'''

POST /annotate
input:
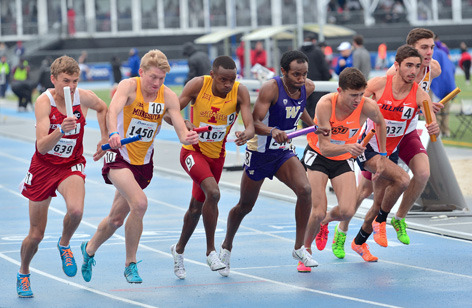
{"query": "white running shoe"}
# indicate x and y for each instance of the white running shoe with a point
(225, 256)
(179, 269)
(304, 256)
(214, 262)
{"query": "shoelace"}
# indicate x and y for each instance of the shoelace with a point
(24, 283)
(67, 255)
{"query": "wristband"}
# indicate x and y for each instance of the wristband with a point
(270, 132)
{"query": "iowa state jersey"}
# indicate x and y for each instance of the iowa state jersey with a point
(141, 118)
(398, 114)
(217, 112)
(344, 131)
(69, 149)
(284, 114)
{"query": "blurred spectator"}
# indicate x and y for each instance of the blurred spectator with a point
(45, 82)
(259, 55)
(345, 59)
(464, 62)
(116, 69)
(21, 86)
(240, 54)
(4, 75)
(71, 21)
(381, 61)
(361, 57)
(198, 62)
(318, 69)
(3, 49)
(134, 62)
(19, 52)
(84, 69)
(440, 45)
(442, 86)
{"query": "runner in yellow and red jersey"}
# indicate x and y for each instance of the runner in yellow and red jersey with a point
(216, 101)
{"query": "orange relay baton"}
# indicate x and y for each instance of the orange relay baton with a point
(367, 138)
(429, 119)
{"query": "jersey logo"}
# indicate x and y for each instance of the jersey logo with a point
(292, 112)
(339, 130)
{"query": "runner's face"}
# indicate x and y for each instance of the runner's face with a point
(426, 48)
(65, 80)
(152, 79)
(223, 81)
(296, 76)
(409, 69)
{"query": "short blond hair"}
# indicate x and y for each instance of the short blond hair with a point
(64, 64)
(155, 58)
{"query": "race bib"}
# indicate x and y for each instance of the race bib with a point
(156, 108)
(144, 128)
(63, 148)
(395, 128)
(217, 133)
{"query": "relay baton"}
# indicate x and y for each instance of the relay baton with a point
(123, 142)
(366, 139)
(202, 129)
(68, 102)
(303, 131)
(429, 119)
(450, 96)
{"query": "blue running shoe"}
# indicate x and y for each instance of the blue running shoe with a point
(68, 261)
(23, 286)
(131, 273)
(89, 261)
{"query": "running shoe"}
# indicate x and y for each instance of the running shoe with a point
(322, 237)
(338, 243)
(380, 233)
(214, 261)
(68, 262)
(363, 251)
(89, 261)
(304, 256)
(131, 273)
(23, 286)
(301, 268)
(179, 269)
(400, 226)
(224, 256)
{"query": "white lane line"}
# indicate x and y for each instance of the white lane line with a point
(34, 270)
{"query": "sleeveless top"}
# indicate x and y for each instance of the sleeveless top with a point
(284, 115)
(141, 118)
(345, 131)
(217, 112)
(424, 84)
(398, 114)
(69, 149)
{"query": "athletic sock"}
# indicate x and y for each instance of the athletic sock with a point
(361, 237)
(382, 216)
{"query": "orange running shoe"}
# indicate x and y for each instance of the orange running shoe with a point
(380, 233)
(363, 251)
(302, 268)
(322, 237)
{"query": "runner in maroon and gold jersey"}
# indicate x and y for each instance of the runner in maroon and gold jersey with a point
(137, 107)
(216, 101)
(58, 164)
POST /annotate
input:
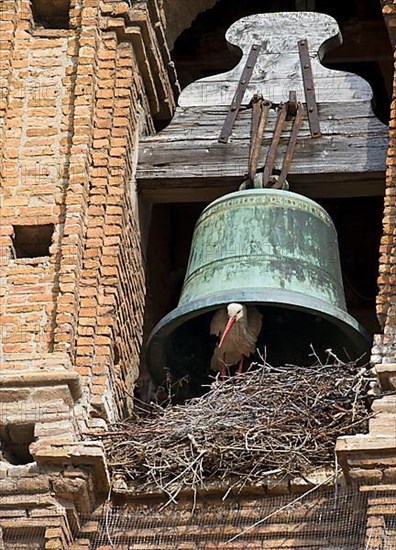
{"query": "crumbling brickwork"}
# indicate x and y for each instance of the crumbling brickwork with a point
(75, 98)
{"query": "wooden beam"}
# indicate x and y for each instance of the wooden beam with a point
(185, 161)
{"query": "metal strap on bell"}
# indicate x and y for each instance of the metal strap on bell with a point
(277, 250)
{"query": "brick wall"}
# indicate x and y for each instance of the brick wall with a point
(72, 107)
(74, 102)
(34, 158)
(385, 344)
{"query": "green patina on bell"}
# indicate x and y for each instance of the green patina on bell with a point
(277, 250)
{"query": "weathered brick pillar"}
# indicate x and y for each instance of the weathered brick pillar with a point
(73, 103)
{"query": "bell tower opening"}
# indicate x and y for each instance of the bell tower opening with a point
(356, 211)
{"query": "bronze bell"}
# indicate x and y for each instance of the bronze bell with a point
(277, 250)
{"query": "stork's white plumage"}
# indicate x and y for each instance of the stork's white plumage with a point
(238, 327)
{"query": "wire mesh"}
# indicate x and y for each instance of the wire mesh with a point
(326, 521)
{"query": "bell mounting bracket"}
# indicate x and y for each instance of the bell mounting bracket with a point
(239, 94)
(309, 88)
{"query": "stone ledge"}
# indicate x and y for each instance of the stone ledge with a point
(31, 379)
(386, 373)
(87, 453)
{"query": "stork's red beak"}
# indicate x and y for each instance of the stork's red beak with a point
(230, 323)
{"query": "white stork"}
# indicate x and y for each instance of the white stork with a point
(238, 327)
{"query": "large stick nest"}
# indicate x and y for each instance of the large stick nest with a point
(280, 421)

'''

▶ **DIRECTIONS FOR THIS TASK**
From the items above, list only the lines that contain the word "maroon". Treat capital and lowercase letters as different.

▶ **WORKED ANSWER**
{"query": "runner in maroon and gold jersey"}
# indicate x and y for each instance of the runner in maroon and gold jersey with a point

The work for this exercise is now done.